## GIVEN DATA
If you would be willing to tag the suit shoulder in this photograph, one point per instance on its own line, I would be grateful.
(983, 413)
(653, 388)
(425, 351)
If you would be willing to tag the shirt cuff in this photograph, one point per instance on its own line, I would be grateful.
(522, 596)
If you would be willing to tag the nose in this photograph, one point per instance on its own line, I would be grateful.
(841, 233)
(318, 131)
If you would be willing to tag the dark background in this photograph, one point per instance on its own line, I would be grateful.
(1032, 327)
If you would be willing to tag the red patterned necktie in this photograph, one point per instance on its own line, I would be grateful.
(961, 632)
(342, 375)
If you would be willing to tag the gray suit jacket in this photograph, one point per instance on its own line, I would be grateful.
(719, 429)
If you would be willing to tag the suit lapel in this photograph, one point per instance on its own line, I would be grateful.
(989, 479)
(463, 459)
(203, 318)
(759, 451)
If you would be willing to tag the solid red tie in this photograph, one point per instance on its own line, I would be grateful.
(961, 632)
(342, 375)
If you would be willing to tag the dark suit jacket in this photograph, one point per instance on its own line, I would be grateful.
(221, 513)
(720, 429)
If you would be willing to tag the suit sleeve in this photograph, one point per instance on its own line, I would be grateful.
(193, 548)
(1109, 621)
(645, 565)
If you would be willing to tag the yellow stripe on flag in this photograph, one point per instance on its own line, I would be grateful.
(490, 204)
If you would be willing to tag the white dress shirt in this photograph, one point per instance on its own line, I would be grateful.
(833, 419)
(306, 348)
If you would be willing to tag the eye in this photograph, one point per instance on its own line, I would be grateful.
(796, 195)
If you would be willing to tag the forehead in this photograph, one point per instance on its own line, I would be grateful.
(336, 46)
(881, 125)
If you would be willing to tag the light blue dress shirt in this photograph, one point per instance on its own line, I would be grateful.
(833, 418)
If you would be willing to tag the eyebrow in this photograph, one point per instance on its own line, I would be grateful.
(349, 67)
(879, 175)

## WORK REQUEST
Could you reproduce every record exactly as written?

## ANSWER FOR THE TASK
If you would be willing to tag the suit shoulder in this photograph, one point per instance on its own line, I would be grateful.
(983, 413)
(653, 388)
(425, 351)
If you would be willing to tag the shirt cuff in this photograph, one point per instance on its own line, I would be grateful.
(522, 596)
If you would be willing to tag the nose in this photograph, one point per instance on its own line, I would be grateful.
(841, 233)
(318, 131)
If you would be willing to tag the dark background in this photograph, one point per instance on its own line, I would be grateful.
(1032, 327)
If you would be willing to tag the red patterned necktie in this photograph, one point per instance on its own line, I would be grateful.
(961, 632)
(342, 375)
If you would be willing to tag the gray suit jacket in this photograph, one point per instance on its own line, I would be grateful.
(719, 429)
If you would be willing to tag the suit lapel in this photograph, one point per instance on its own line, I would be grateful.
(989, 479)
(463, 459)
(203, 318)
(759, 451)
If you would be willing to tag the solid red tie in this photograph, one point per instance on its own line, I would be grateful.
(961, 632)
(342, 375)
If you would be willing to tag the dark suit jacket in this photograph, one point per instance on its own line, I would be grateful.
(221, 513)
(720, 429)
If you would be willing to tag the suit sleeve in this photograph, one point per instance on its own line, I would be grateful.
(193, 548)
(1109, 621)
(645, 565)
If you would be willing to tag the yellow stripe on flag in this photograph, one point per instance on its own line, I would be grateful.
(490, 204)
If you would be willing to tag the white dress shirt in this photograph, one point per instance on its own line, I would be grateful.
(833, 419)
(306, 348)
If you would be willing to tag the eye in this photograph, one point per instance on its own line, I would be grateful.
(796, 195)
If you would be willing to tag the forehead in this photograph, one point per instance on its own line, I would be grateful.
(336, 46)
(881, 125)
If you would be willing to tag the light blue dress shirt in this photograph, one point per instance on its own line, I would be grateful.
(833, 418)
If you would be willing to tag the eyebrow in this photograph, one point per instance on its own line, I would be grateful.
(349, 67)
(879, 175)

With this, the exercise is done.